▶ _Extract provided_
========

Tuesday, February 26, 2008

Painless aortic dissection: an uncommon manifestation of an uncommon disease

Internist Lisa Sanders, M.D., writing for the New York Times Magazine, recently presented an uncommon presentation of an uncommon disease: painless aortic dissection. Actually the patient, later in his brief ER course, did develop ischemic leg pain but for practical purposes the dissection can be considered painless given the absence of typical chest and back pain. In the International Registry of Acute Aortic Dissection such atypical presentations were uncommon (6.4%) and were associated with increased mortality.

DB’s Med Rants linked to the article and attributed the successful outcome to the doctor’s avoidance of premature closure, a frequent cognitive error in diagnosis. (The doctors, apparently, were tempted to start immediate heparin to treat the patient’s ischemic limb). I’m not sure how often that particular error would be made in the real world. Before starting anticoagulation (which could delay the safe performance of limb saving invasive procedures) most clinicians, it would seem to me, would first want some type of vascular imaging study such as CTA or MRA to define anatomy and explore options for urgent limb salvage. Such a study would have likely diagnosed the dissection even if aortic dissection hadn’t been initially suspected.

A situation more likely to lead to premature closure is aortic dissection presenting with chest pain. It’s especially true with today’s convenient substitutes for thought, those handy templates and order sets in which anticoagulants are embedded in the chest pain protocols.

I have a couple of quibbles with the article. Immediately following the onset of symptoms the patient was taken to the ER via ambulance where a CT was performed within moments of arrival:

A few minutes later the patient-doctor was whisked out of the E.R. to get a CT scan of his head. If this was a stroke, there was a good chance it would show up.

========

▶ _Supplied material_

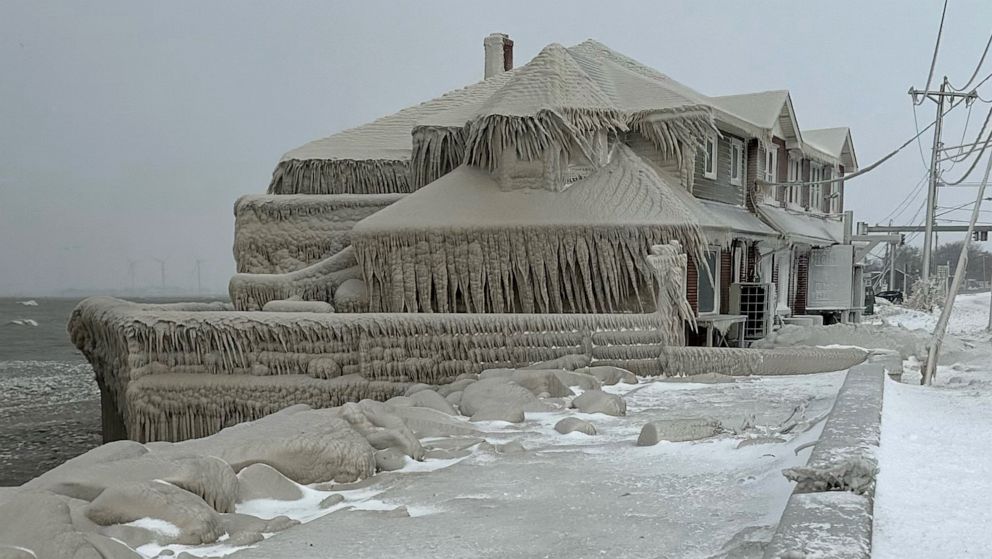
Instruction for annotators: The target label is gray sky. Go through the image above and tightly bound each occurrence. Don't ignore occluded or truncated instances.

========

▶ _Exercise 1_
In the post on painless aortic dissection, what share of cases in the International Registry of Acute Aortic Dissection had atypical presentations?
▶ _Exercise 2_
Resume the post on painless aortic dissection, writing the passage that follows its last sentence.

▶ _Task answer 1_
6.4%

▶ _Task answer 2_
That’s likely to drive already inflated public expectations of CT scans and other fancy imaging techniques. Given that the CT was performed very early following symptom onset it’s unlikely the scan would have shown a stroke unless it happened to be a hemorrhagic stroke.

The article, unfortunately, concludes with this:

An aortic dissection is one of the classic difficult diagnoses in medicine. Far too often it’s not even considered. Or as in the case of John Ritter, who died of a dissection in 2003, it is considered but too late. (That case is now being litigated in a Glendale, Calif., courtroom, with Ritter’s family charging wrongful death.)

Ritter’s doctors won’t be happy with that statement, I’d wager. While this story may contain lessons about premature closure we have no reason to believe his doctors made that error. How do we know Ritter’s doctors considered dissection “too late?” Equally likely, that possibility went through their minds immediately upon Ritter’s presentation, was considered in the brief time available, and rejected when symptoms, risk factors and initial diagnostic tests pointed to acute coronary syndrome as more likely than aortic dissection. Occasional wrong diagnosis is inevitable even with pristine care and does not equal error.

3 comments:

DHS said...

CT perfusion scanning is pretty good in the acute setting, even for ischaemic stroke. it looks pretty, at least.

Anonymous said...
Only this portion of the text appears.